[START DATA LISTING]

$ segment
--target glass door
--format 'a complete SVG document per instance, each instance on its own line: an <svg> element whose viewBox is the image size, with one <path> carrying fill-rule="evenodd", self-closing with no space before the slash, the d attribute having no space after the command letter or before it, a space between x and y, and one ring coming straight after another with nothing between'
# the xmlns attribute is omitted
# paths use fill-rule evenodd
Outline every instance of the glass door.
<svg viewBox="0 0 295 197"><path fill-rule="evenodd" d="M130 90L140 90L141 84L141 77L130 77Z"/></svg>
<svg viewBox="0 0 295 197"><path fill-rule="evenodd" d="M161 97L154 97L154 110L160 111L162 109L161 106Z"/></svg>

[END DATA LISTING]

PROBLEM DETAILS - Copy the data above line for line, with no changes.

IN RESPONSE -
$ segment
--target glass door
--format 'a complete SVG document per instance, each instance on its own line: an <svg> element whose viewBox is the image size, with one <path> carrying fill-rule="evenodd", self-closing with no space before the slash, the d attribute having no space after the command letter or before it, a space between x and y, and one ring coming straight after another with nothing between'
# the xmlns attribute is omitted
# paths use fill-rule evenodd
Outline every instance of the glass door.
<svg viewBox="0 0 295 197"><path fill-rule="evenodd" d="M130 90L140 90L141 84L141 77L130 77Z"/></svg>
<svg viewBox="0 0 295 197"><path fill-rule="evenodd" d="M161 97L154 97L154 110L160 111L162 109L161 106Z"/></svg>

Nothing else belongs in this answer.